Records from a collection:
════════════════

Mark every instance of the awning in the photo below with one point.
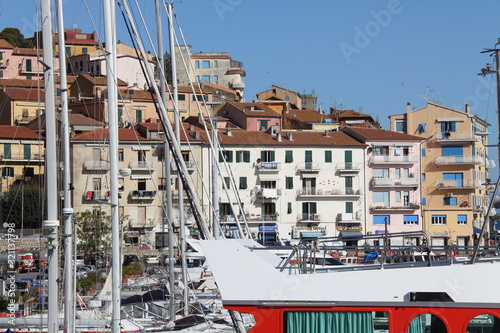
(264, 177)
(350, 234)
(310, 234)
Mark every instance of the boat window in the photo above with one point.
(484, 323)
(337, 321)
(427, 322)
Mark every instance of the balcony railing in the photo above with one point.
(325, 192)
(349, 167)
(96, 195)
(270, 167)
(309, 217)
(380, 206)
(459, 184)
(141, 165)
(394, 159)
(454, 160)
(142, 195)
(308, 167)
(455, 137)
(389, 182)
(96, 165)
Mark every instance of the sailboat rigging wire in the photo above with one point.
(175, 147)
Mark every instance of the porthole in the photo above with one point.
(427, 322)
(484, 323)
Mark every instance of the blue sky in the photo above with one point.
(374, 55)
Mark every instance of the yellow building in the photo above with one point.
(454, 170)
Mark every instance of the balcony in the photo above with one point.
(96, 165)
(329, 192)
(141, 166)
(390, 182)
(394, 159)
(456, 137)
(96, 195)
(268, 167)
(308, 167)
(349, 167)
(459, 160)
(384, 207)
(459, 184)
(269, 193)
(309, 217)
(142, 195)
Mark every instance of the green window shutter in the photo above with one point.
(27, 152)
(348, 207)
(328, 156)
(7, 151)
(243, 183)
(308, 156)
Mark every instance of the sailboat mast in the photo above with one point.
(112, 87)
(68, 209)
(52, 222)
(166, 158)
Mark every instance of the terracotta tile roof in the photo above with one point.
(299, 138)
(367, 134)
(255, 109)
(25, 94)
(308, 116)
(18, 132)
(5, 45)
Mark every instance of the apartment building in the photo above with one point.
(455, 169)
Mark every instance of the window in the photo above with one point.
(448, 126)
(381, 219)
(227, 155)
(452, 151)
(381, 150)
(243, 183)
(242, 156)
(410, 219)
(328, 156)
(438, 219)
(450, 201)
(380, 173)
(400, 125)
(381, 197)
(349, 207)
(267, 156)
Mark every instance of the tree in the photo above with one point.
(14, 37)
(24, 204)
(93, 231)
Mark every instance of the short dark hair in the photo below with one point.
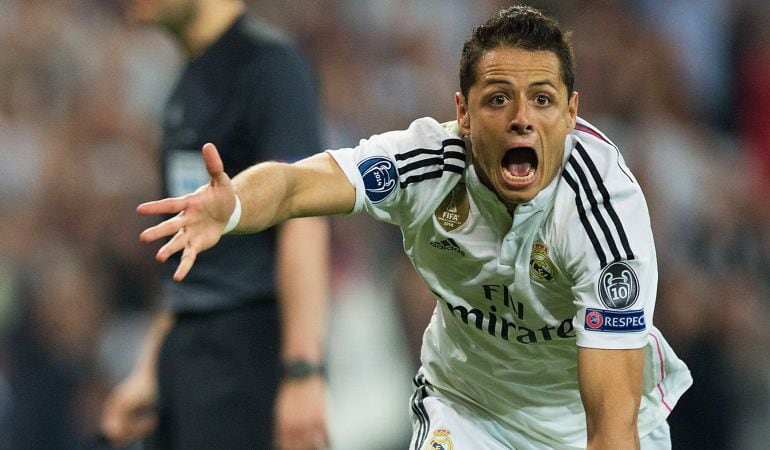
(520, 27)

════════════════

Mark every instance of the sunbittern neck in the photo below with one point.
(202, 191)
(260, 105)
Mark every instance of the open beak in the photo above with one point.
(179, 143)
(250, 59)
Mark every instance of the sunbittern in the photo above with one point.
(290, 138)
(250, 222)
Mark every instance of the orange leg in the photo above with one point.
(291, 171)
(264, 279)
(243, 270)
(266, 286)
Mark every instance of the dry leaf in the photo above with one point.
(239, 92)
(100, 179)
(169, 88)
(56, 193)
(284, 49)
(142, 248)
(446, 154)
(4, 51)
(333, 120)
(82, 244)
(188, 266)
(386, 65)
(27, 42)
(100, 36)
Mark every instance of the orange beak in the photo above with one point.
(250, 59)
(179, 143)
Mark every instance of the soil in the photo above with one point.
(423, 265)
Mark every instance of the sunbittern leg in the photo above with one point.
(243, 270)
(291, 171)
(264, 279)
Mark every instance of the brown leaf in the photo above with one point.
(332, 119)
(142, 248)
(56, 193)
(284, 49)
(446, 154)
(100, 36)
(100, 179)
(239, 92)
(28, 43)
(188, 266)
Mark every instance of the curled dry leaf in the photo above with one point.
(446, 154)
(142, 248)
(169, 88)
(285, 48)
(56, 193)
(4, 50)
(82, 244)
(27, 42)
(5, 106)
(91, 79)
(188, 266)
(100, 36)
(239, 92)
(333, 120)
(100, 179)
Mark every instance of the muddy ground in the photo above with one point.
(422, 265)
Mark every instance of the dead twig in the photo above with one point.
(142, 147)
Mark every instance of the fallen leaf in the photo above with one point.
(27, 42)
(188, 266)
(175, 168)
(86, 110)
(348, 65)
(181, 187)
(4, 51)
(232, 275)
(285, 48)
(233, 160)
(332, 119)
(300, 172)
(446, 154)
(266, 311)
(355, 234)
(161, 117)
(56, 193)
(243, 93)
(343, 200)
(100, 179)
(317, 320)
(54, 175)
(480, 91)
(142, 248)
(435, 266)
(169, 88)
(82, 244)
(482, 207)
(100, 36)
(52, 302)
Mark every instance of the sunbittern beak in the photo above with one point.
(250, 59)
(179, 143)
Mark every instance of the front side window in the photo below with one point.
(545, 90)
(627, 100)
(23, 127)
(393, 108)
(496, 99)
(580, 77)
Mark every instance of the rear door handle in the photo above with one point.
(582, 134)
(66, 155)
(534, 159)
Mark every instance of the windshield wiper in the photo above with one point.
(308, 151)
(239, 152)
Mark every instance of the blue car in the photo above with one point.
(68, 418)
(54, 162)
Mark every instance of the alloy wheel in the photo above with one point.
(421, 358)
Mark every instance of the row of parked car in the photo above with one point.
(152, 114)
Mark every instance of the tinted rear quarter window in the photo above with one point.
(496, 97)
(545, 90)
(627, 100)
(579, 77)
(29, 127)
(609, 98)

════════════════

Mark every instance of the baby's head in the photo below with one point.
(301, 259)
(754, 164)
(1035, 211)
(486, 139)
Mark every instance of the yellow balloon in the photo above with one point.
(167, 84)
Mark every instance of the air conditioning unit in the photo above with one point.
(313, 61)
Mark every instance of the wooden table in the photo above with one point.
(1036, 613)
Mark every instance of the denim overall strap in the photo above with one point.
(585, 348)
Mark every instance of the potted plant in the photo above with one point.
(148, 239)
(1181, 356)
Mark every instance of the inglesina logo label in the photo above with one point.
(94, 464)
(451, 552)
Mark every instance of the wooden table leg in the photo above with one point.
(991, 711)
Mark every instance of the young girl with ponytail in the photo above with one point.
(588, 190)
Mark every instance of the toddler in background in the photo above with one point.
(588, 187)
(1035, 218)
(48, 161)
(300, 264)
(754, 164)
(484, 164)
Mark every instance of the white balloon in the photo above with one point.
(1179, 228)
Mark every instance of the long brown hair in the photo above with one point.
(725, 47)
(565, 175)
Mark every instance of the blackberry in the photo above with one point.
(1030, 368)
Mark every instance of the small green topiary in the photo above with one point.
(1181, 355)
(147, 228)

════════════════

*OBJECTIVE*.
Reproduce the records above, starting with the line with "Mark every instance of the inglesina" and going on through the line with "(1179, 228)", keeping the text lines unchanged. Shift every answer coordinate by adding 68 to both its x and y values.

*EXPECTED ANSWER*.
Mark every instance of the inglesina logo label in the photo above with one point.
(162, 532)
(519, 620)
Mark every instance of the wooden table leg in the photo above with one point.
(1059, 779)
Mark every instance of the young girl with ponytail in the photo above with one point.
(656, 258)
Mark every instance of the toddler in background in the photo above with one point.
(656, 255)
(1103, 286)
(116, 229)
(368, 332)
(822, 232)
(552, 232)
Mark every instance of the white balloon in the photo above with one point.
(1247, 296)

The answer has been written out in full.